# Exercise instructions
Copy each entry as written.

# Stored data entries
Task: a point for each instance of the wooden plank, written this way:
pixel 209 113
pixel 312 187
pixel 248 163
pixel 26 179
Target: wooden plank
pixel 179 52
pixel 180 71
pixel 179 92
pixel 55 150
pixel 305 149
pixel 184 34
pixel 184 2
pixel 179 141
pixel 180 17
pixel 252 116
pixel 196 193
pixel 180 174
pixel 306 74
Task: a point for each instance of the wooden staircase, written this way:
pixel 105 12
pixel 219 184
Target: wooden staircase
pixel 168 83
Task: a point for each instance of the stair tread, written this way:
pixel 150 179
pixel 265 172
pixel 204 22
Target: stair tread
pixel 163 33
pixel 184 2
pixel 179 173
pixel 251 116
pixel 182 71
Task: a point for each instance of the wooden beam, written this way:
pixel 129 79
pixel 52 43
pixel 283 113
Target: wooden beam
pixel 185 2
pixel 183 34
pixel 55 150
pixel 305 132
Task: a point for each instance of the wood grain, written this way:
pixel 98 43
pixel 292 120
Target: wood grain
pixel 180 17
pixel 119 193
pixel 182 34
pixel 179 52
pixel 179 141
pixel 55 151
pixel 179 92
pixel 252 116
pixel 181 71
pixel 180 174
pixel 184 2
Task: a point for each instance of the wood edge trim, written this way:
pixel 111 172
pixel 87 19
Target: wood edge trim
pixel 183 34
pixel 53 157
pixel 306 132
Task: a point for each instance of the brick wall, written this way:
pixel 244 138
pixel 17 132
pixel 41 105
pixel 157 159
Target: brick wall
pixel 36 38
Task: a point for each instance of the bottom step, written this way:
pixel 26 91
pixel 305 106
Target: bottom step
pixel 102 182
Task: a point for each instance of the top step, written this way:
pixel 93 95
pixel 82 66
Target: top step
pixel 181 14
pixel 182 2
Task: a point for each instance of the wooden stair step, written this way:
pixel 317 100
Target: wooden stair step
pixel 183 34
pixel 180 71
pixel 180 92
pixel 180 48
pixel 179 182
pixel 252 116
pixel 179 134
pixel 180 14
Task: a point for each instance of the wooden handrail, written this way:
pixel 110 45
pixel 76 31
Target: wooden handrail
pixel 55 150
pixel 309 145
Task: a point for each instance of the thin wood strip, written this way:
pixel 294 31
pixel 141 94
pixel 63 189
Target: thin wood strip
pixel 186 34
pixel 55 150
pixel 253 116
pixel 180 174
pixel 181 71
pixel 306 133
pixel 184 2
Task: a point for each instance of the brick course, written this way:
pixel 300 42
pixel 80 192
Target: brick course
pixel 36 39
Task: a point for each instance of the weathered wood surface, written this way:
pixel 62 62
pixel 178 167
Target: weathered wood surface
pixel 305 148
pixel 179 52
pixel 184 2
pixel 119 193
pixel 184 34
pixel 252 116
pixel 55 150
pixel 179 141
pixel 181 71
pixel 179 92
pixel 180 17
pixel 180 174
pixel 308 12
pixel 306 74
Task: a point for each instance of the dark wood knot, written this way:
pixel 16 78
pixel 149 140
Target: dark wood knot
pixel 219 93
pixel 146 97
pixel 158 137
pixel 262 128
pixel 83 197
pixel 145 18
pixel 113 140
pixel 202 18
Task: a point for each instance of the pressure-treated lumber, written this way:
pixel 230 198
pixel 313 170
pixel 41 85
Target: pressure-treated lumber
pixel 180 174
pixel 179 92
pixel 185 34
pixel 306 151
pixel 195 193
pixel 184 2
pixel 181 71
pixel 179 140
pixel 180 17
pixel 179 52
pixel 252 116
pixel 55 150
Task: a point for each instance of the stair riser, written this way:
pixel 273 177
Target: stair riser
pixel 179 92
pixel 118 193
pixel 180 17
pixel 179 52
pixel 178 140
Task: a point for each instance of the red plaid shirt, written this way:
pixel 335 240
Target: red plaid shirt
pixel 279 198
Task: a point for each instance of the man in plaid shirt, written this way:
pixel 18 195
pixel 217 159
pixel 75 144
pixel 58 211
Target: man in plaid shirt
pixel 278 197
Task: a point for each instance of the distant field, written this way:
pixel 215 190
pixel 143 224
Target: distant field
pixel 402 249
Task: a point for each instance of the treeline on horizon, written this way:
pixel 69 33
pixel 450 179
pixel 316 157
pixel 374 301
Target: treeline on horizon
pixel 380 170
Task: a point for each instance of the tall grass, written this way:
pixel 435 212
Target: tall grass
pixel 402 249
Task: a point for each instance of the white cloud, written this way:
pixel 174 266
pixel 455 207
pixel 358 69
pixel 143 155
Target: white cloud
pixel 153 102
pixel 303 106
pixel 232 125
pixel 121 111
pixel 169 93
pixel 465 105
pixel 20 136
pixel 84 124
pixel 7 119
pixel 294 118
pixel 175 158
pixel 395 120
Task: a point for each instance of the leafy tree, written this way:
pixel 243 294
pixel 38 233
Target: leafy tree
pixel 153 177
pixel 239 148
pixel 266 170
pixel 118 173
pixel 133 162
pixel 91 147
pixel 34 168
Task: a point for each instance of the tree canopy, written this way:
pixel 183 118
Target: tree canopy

# Result of the exercise
Task: a point for each instance of the wooden plank, written this way:
pixel 209 113
pixel 312 187
pixel 248 163
pixel 26 179
Target: wooden plank
pixel 179 52
pixel 180 71
pixel 179 92
pixel 55 150
pixel 305 149
pixel 184 34
pixel 184 2
pixel 179 141
pixel 180 17
pixel 252 116
pixel 196 193
pixel 180 174
pixel 306 74
Task: a point for each instance of the wooden staircase, written this way:
pixel 105 12
pixel 219 184
Target: wooden staircase
pixel 168 83
Task: a point for each instance of the stair tread, written this way:
pixel 150 179
pixel 265 172
pixel 204 22
Target: stair tread
pixel 163 33
pixel 184 2
pixel 179 173
pixel 251 116
pixel 182 71
Task: a point for each instance of the wooden beam, written this way:
pixel 129 79
pixel 52 43
pixel 283 113
Target: wooden beam
pixel 185 2
pixel 183 34
pixel 55 150
pixel 305 132
Task: a point for each instance of the wood grain, written this way:
pixel 98 43
pixel 292 120
Target: wood grain
pixel 180 17
pixel 119 193
pixel 182 34
pixel 179 52
pixel 179 141
pixel 55 151
pixel 179 92
pixel 252 116
pixel 181 71
pixel 180 174
pixel 184 2
Task: a point for each instance of the wood edge trim, written this way:
pixel 111 172
pixel 87 19
Target: wood edge trim
pixel 183 34
pixel 53 157
pixel 306 132
Task: a point for each instance of the brick wall, written this way:
pixel 244 138
pixel 17 132
pixel 41 105
pixel 157 159
Target: brick wall
pixel 36 38
Task: a point for each instance of the bottom step, written this way:
pixel 26 91
pixel 305 106
Target: bottom step
pixel 102 182
Task: a point for each instance of the top step, written this way:
pixel 93 95
pixel 82 66
Target: top step
pixel 181 14
pixel 182 2
Task: a point for each instance of the wooden stair step, written this way:
pixel 317 100
Target: wooden stair step
pixel 183 34
pixel 180 71
pixel 180 92
pixel 180 48
pixel 179 182
pixel 252 116
pixel 179 134
pixel 180 14
Task: a point for each instance of the wooden handrail, written this way:
pixel 110 45
pixel 76 31
Target: wooden handrail
pixel 55 150
pixel 309 145
Task: a point for each instance of the thin wood strip, written this way:
pixel 294 31
pixel 141 94
pixel 63 189
Target: thin wood strip
pixel 186 34
pixel 55 150
pixel 253 116
pixel 180 174
pixel 181 71
pixel 306 133
pixel 184 2
Task: a point for each instance of the brick course, written this way:
pixel 300 42
pixel 80 192
Target: brick course
pixel 36 39
Task: a point for each instance of the weathered wood surface, written this way:
pixel 62 62
pixel 178 167
Target: weathered wood surface
pixel 305 148
pixel 179 52
pixel 184 2
pixel 119 193
pixel 184 34
pixel 252 116
pixel 55 150
pixel 179 141
pixel 181 71
pixel 179 92
pixel 180 17
pixel 180 174
pixel 308 12
pixel 306 74
Task: a point for each instance of the dark wood knot, written this way:
pixel 16 78
pixel 149 140
Target: dark wood knot
pixel 219 93
pixel 146 97
pixel 158 137
pixel 262 128
pixel 83 197
pixel 145 18
pixel 113 140
pixel 202 18
Task: a point for each instance of the pressure-treated lumber, written this way:
pixel 230 198
pixel 313 170
pixel 41 85
Target: pressure-treated lumber
pixel 180 174
pixel 179 92
pixel 185 34
pixel 306 151
pixel 195 193
pixel 184 2
pixel 181 71
pixel 179 140
pixel 180 17
pixel 179 52
pixel 252 116
pixel 55 150
Task: a point for each instance of the stair riser, written this way:
pixel 273 177
Target: stair riser
pixel 179 92
pixel 118 193
pixel 180 17
pixel 179 52
pixel 178 140
Task: a point for each instance of the red plaid shirt, written this way:
pixel 335 240
Target: red plaid shirt
pixel 279 198
Task: a point for each instance of the man in plaid shirt, written this way:
pixel 18 195
pixel 217 159
pixel 75 144
pixel 58 211
Target: man in plaid shirt
pixel 278 197
Task: a point for each instance of the distant field, written this way:
pixel 215 190
pixel 143 224
Target: distant field
pixel 402 249
Task: a point for each instance of the treeline on horizon, written this way:
pixel 69 33
pixel 450 179
pixel 316 157
pixel 374 301
Target: treeline on horizon
pixel 380 170
Task: a point for each instance of the tall grass, written this way:
pixel 435 212
Target: tall grass
pixel 402 249
Task: a point for each instance of the white cloud, written this way:
pixel 174 266
pixel 455 207
pixel 358 69
pixel 143 155
Target: white cloud
pixel 153 102
pixel 303 106
pixel 232 125
pixel 121 111
pixel 169 93
pixel 465 105
pixel 20 136
pixel 84 124
pixel 7 119
pixel 294 118
pixel 175 158
pixel 395 120
Task: a point for each instance of the leafy tree, written this way:
pixel 243 294
pixel 38 233
Target: leafy tree
pixel 153 177
pixel 239 148
pixel 266 170
pixel 118 173
pixel 133 162
pixel 91 147
pixel 34 168
Task: a point for each instance of the tree canopy, written this way:
pixel 183 118
Target: tree canopy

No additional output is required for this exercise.